━━━━━ Records for the task

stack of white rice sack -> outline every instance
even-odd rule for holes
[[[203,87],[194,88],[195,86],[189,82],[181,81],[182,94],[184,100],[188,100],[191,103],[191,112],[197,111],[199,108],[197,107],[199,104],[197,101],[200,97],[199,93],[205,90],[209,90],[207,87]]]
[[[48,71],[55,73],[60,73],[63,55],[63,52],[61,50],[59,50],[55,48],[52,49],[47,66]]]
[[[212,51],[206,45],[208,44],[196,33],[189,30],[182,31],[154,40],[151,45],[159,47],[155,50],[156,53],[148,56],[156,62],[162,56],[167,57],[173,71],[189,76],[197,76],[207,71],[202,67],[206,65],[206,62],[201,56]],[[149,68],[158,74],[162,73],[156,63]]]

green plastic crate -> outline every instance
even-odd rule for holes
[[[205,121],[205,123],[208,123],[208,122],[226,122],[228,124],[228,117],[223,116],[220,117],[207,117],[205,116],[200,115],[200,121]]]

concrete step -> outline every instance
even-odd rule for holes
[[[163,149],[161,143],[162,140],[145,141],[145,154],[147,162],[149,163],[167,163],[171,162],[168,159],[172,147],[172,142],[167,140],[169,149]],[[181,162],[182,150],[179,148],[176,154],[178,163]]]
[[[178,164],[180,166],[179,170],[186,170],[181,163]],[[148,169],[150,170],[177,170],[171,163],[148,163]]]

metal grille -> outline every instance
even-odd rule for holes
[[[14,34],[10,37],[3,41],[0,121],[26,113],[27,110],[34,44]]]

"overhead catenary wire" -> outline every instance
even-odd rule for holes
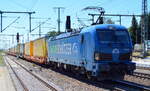
[[[8,26],[6,26],[1,32],[9,28],[12,24],[14,24],[20,17],[17,17],[12,23],[10,23]]]
[[[36,26],[35,28],[33,28],[32,30],[31,30],[31,32],[32,31],[34,31],[35,29],[37,29],[38,27],[40,27],[41,25],[43,25],[43,24],[45,24],[47,21],[49,21],[51,18],[48,18],[46,21],[44,21],[44,22],[42,22],[41,24],[39,24],[38,26]]]

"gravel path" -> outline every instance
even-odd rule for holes
[[[10,57],[16,59],[15,57]],[[76,78],[69,77],[68,75],[64,75],[51,69],[43,68],[22,59],[17,61],[28,67],[30,70],[38,73],[48,81],[58,85],[64,91],[109,91],[108,89],[100,88],[98,84],[93,85],[88,82],[82,82]]]

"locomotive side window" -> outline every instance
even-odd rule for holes
[[[126,31],[97,31],[100,43],[129,43],[129,36]]]

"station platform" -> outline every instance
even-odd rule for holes
[[[16,91],[6,66],[0,66],[0,91]]]
[[[150,68],[150,57],[144,58],[144,59],[139,59],[136,61],[133,61],[136,63],[136,66],[138,67],[148,67]]]

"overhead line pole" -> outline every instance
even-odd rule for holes
[[[61,11],[61,9],[65,9],[64,7],[54,7],[54,9],[57,9],[58,10],[58,20],[57,20],[57,22],[58,22],[58,33],[60,33],[60,11]]]
[[[1,31],[3,30],[3,27],[2,27],[2,14],[3,13],[19,13],[19,14],[29,14],[29,30],[31,32],[31,14],[34,14],[35,12],[17,12],[17,11],[1,11],[0,10],[0,14],[1,14]]]

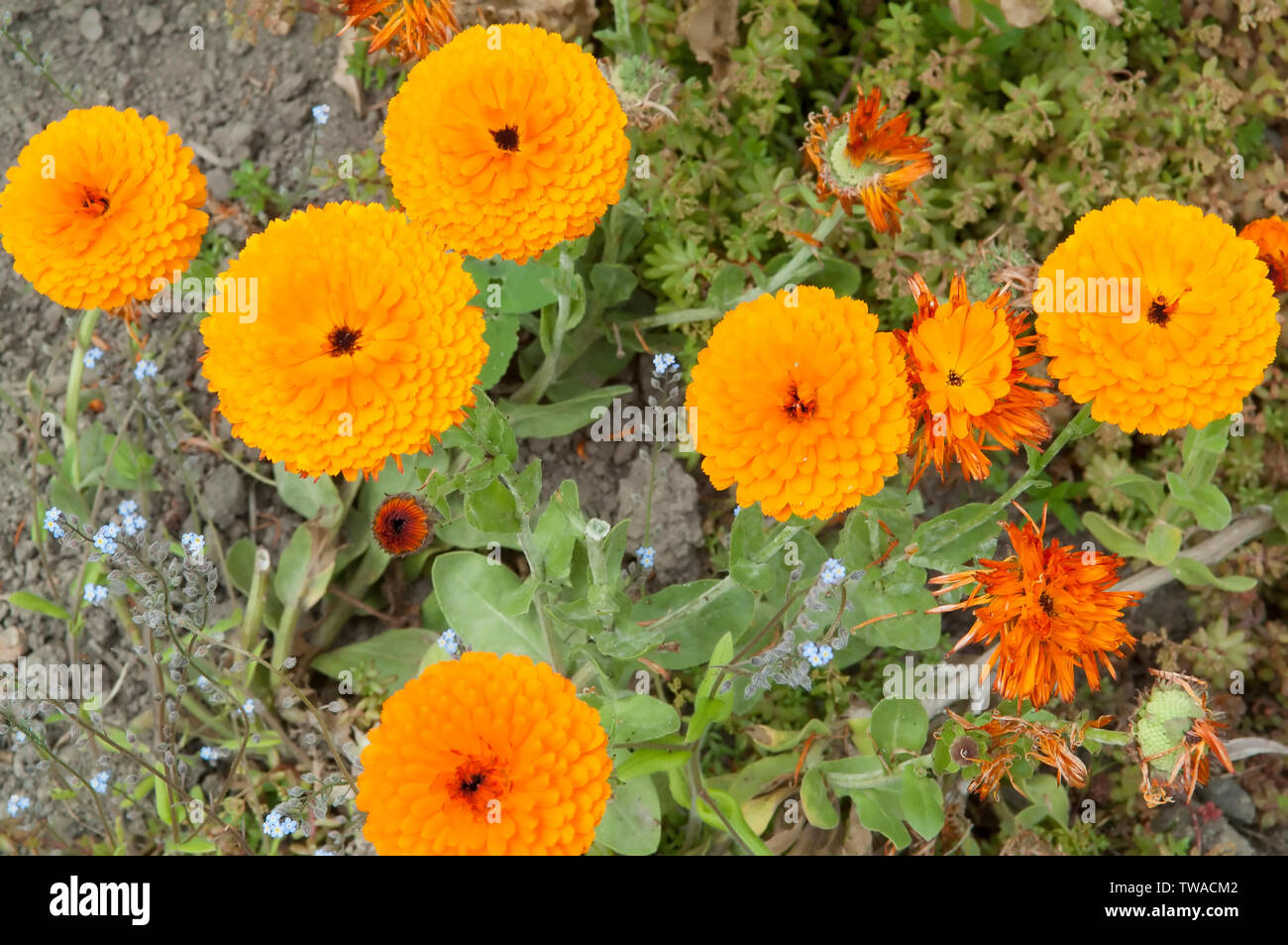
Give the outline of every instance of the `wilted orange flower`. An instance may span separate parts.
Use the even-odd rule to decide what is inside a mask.
[[[908,134],[907,112],[878,125],[884,112],[881,90],[864,98],[860,89],[858,104],[841,117],[827,108],[810,115],[805,156],[818,170],[819,200],[835,196],[846,213],[862,201],[873,229],[898,233],[899,201],[930,173],[930,142]],[[921,202],[916,193],[912,199]]]
[[[1207,683],[1193,676],[1150,669],[1159,682],[1141,701],[1132,723],[1140,754],[1141,794],[1148,807],[1181,793],[1189,803],[1194,788],[1208,783],[1212,754],[1234,774],[1230,753],[1217,735],[1225,725],[1207,704]]]
[[[527,656],[434,663],[380,710],[358,775],[383,855],[586,852],[611,793],[599,713]]]
[[[1123,607],[1136,605],[1141,594],[1109,590],[1122,567],[1122,558],[1101,552],[1083,552],[1056,539],[1043,547],[1046,509],[1037,525],[1023,507],[1028,525],[1005,523],[1015,553],[1005,561],[980,561],[981,567],[931,578],[943,584],[936,594],[974,585],[958,603],[935,611],[975,607],[975,624],[952,652],[970,643],[998,639],[989,659],[996,668],[993,688],[1003,699],[1028,700],[1041,708],[1052,691],[1070,701],[1073,670],[1082,667],[1092,690],[1100,688],[1104,665],[1117,678],[1109,654],[1122,655],[1136,639],[1122,621]]]
[[[429,509],[411,492],[388,496],[371,518],[371,534],[397,558],[422,550],[434,536]]]
[[[354,23],[371,19],[367,53],[389,46],[399,59],[424,59],[430,50],[446,45],[461,31],[452,0],[343,0],[344,32]],[[385,15],[390,6],[392,13]],[[392,43],[390,43],[392,41]]]
[[[202,373],[233,434],[269,460],[379,472],[474,402],[487,360],[474,294],[461,258],[402,214],[310,206],[251,236],[216,281]]]
[[[1090,401],[1092,418],[1128,433],[1236,413],[1279,338],[1256,257],[1252,241],[1197,206],[1145,197],[1088,213],[1033,291],[1047,373]]]
[[[895,331],[908,352],[912,414],[921,418],[909,449],[916,464],[908,487],[931,463],[943,477],[953,460],[966,478],[987,478],[990,463],[984,450],[1039,446],[1051,436],[1042,411],[1056,398],[1041,389],[1051,382],[1028,373],[1041,360],[1032,351],[1037,335],[1028,333],[1023,312],[1011,313],[1007,291],[972,303],[966,280],[957,275],[948,304],[940,306],[920,275],[908,285],[917,315],[911,330]],[[985,436],[993,443],[985,445]]]
[[[1239,239],[1257,244],[1257,259],[1270,269],[1275,291],[1288,291],[1288,223],[1278,217],[1252,220],[1239,231]]]
[[[384,164],[407,214],[450,248],[522,263],[617,202],[625,128],[590,53],[522,23],[474,26],[390,101]]]
[[[716,325],[685,393],[702,469],[779,521],[881,490],[908,449],[903,352],[862,302],[799,286]]]
[[[206,178],[192,148],[133,108],[73,108],[37,133],[0,192],[14,269],[68,308],[151,299],[201,249]]]

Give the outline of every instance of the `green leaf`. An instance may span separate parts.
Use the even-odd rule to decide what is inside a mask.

━━━━━━━━━━

Exercise instructions - Every entry should be returned exactly as written, minus the pictures.

Written reply -
stack of white rice sack -> outline every instance
even-odd rule for holes
[[[203,87],[194,88],[195,86],[189,82],[181,81],[182,94],[184,100],[188,100],[191,103],[191,112],[197,111],[199,108],[197,107],[199,104],[197,101],[200,97],[199,93],[205,90],[209,90],[207,87]]]
[[[48,71],[55,73],[60,73],[63,55],[63,52],[61,50],[59,50],[55,48],[52,49],[47,66]]]
[[[212,51],[206,45],[208,44],[196,33],[189,30],[182,31],[154,40],[151,45],[159,47],[155,50],[156,53],[148,56],[156,62],[162,56],[167,57],[173,71],[189,76],[197,76],[207,71],[202,67],[206,65],[206,62],[201,56]],[[149,68],[158,74],[162,73],[156,63]]]

green plastic crate -> outline every instance
even-odd rule for holes
[[[205,121],[205,123],[208,123],[208,122],[226,122],[228,124],[228,117],[223,116],[220,117],[207,117],[205,116],[200,115],[200,121]]]

concrete step -> outline every instance
even-odd rule for holes
[[[163,149],[161,143],[162,140],[145,141],[145,154],[147,162],[149,163],[167,163],[171,162],[168,159],[172,147],[172,142],[167,140],[169,149]],[[181,162],[182,150],[179,148],[176,154],[178,163]]]
[[[178,164],[180,166],[179,170],[186,170],[181,163]],[[148,169],[150,170],[177,170],[171,163],[148,163]]]

metal grille -> outline every instance
even-odd rule for holes
[[[14,34],[10,37],[3,41],[0,121],[26,113],[27,110],[34,44]]]

"overhead catenary wire" -> outline every instance
even-odd rule for holes
[[[8,26],[6,26],[1,32],[9,28],[12,24],[14,24],[20,17],[17,17],[12,23],[10,23]]]
[[[36,26],[35,28],[33,28],[32,30],[31,30],[31,32],[32,31],[34,31],[35,29],[37,29],[38,27],[40,27],[41,25],[43,25],[43,24],[45,24],[47,21],[49,21],[51,18],[48,18],[46,21],[44,21],[44,22],[42,22],[41,24],[39,24],[38,26]]]

"gravel path" -> outline every instance
even-odd rule for holes
[[[10,57],[16,59],[15,57]],[[76,78],[69,77],[68,75],[64,75],[51,69],[43,68],[22,59],[17,61],[28,67],[30,70],[38,73],[48,81],[58,85],[64,91],[109,91],[108,89],[100,88],[98,84],[93,85],[88,82],[82,82]]]

"locomotive side window" -> outline every instance
even-odd rule for holes
[[[126,31],[97,31],[100,43],[129,43],[129,36]]]

"station platform" -> outline every instance
even-odd rule for holes
[[[16,91],[6,66],[0,66],[0,91]]]
[[[150,68],[150,57],[144,58],[144,59],[139,59],[136,61],[133,61],[136,63],[136,66],[138,67],[148,67]]]

"overhead line pole" -> outline every instance
even-odd rule for holes
[[[61,11],[61,9],[65,9],[64,7],[54,7],[54,9],[57,9],[58,10],[58,20],[57,20],[57,22],[58,22],[58,33],[60,33],[60,11]]]
[[[1,31],[3,30],[3,27],[2,27],[2,14],[3,13],[19,13],[19,14],[29,14],[29,30],[31,32],[31,14],[34,14],[35,12],[17,12],[17,11],[1,11],[0,10],[0,14],[1,14]]]

Give the outline of every instance of the `wilted orange flower`. An instance may span separate parts.
Use the even-odd rule to decide what is inside a mask.
[[[908,134],[907,112],[878,125],[884,112],[881,90],[864,98],[860,89],[858,104],[841,117],[827,108],[810,115],[805,156],[818,170],[819,200],[835,196],[846,213],[862,201],[873,229],[898,233],[899,201],[930,173],[930,142]],[[921,202],[916,193],[912,199]]]
[[[1207,683],[1193,676],[1150,669],[1159,682],[1141,701],[1132,723],[1140,754],[1141,794],[1148,807],[1181,793],[1189,803],[1194,788],[1208,783],[1212,754],[1234,774],[1230,753],[1217,735],[1225,725],[1207,704]]]
[[[527,656],[434,663],[380,710],[358,775],[383,855],[586,852],[611,793],[599,713]]]
[[[1123,607],[1136,605],[1141,594],[1109,590],[1122,567],[1122,558],[1101,552],[1083,552],[1056,539],[1043,547],[1046,509],[1037,525],[1023,507],[1028,525],[1005,523],[1015,553],[1005,561],[980,561],[981,567],[931,578],[943,584],[936,594],[974,585],[958,603],[935,611],[975,607],[975,624],[952,652],[970,643],[998,639],[989,659],[996,668],[993,688],[1003,699],[1028,700],[1041,708],[1052,691],[1070,701],[1073,670],[1082,667],[1092,690],[1100,688],[1104,665],[1117,678],[1109,654],[1122,655],[1136,639],[1122,621]]]
[[[429,509],[411,492],[388,496],[371,518],[371,534],[397,558],[422,550],[434,536]]]
[[[354,23],[371,19],[367,53],[389,46],[399,59],[424,59],[430,50],[446,45],[461,31],[452,0],[343,0],[344,32]],[[385,15],[390,6],[392,13]],[[392,43],[390,43],[392,41]]]
[[[202,373],[233,434],[269,460],[379,472],[474,402],[487,360],[474,294],[461,258],[402,214],[310,206],[251,236],[216,281]]]
[[[1090,401],[1092,418],[1128,433],[1236,413],[1279,338],[1256,257],[1252,241],[1197,206],[1145,197],[1088,213],[1033,291],[1047,373]]]
[[[895,331],[908,352],[912,414],[921,418],[909,449],[916,464],[908,487],[931,463],[943,477],[953,460],[966,478],[987,478],[990,463],[984,450],[1039,446],[1051,436],[1042,411],[1056,398],[1041,389],[1051,382],[1028,373],[1041,360],[1032,351],[1037,335],[1028,333],[1023,312],[1011,313],[1007,291],[972,303],[966,280],[957,275],[948,304],[940,306],[920,275],[908,285],[917,315],[911,330]],[[985,436],[993,443],[985,445]]]
[[[1239,239],[1257,244],[1257,259],[1270,269],[1275,291],[1288,291],[1288,223],[1278,217],[1252,220],[1239,231]]]
[[[384,164],[407,214],[450,248],[522,263],[617,202],[625,128],[590,53],[522,23],[474,26],[390,101]]]
[[[716,325],[685,393],[702,469],[779,521],[881,490],[908,449],[903,352],[862,302],[799,286]]]
[[[206,178],[192,148],[133,108],[73,108],[37,133],[0,192],[14,269],[68,308],[151,299],[201,249]]]

Give the outline of every instance of the `green leaf`. An instance may span separate parts.
Use the even-odd rule to decide what is inside a mask.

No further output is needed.